-- start of Records provided --
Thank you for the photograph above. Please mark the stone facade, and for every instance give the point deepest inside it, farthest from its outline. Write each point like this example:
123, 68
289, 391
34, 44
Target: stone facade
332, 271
-- end of Records provided --
> [Given request] Copy out the listing above word for word, keeping every line intact.

> [The response]
Thank you for the photograph above. Please mark the stone facade, and for every instance give the point deepest inside it, farthest from its outline. Write each point like this example:
123, 68
289, 391
34, 44
Target: stone facade
332, 271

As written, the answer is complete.